== WHAT YOU SHOULD DO ==
Please write out exactly the lines that begin at the line containing "# each instance" and run to the end of the records.

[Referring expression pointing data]
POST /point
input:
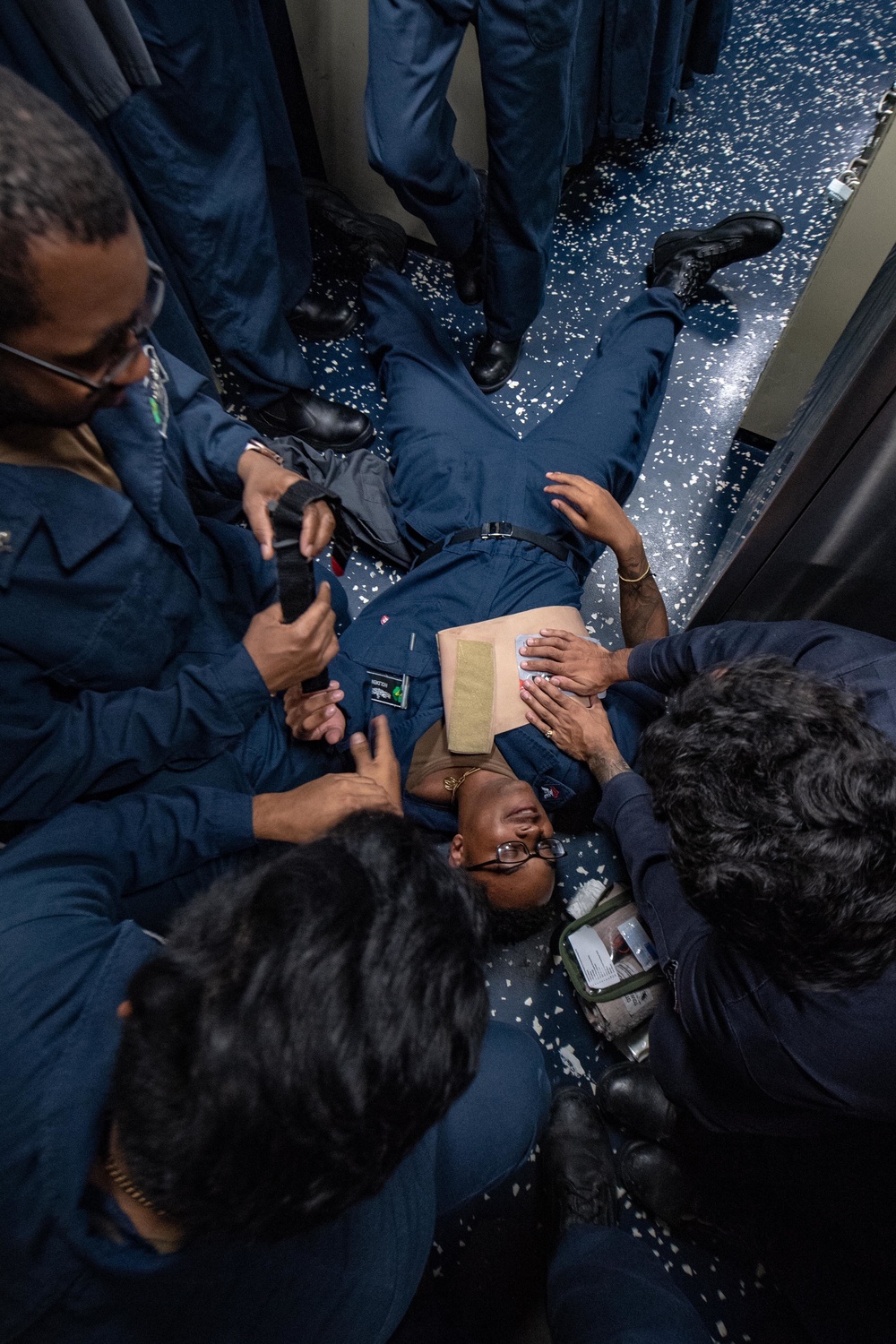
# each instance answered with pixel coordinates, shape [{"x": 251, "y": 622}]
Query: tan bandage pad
[
  {"x": 500, "y": 634},
  {"x": 473, "y": 698}
]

== EXERCISE RESPONSE ==
# each instance answered with pixel coordinates, shape [{"x": 251, "y": 622}]
Query: tan bandage pad
[
  {"x": 500, "y": 634},
  {"x": 473, "y": 698}
]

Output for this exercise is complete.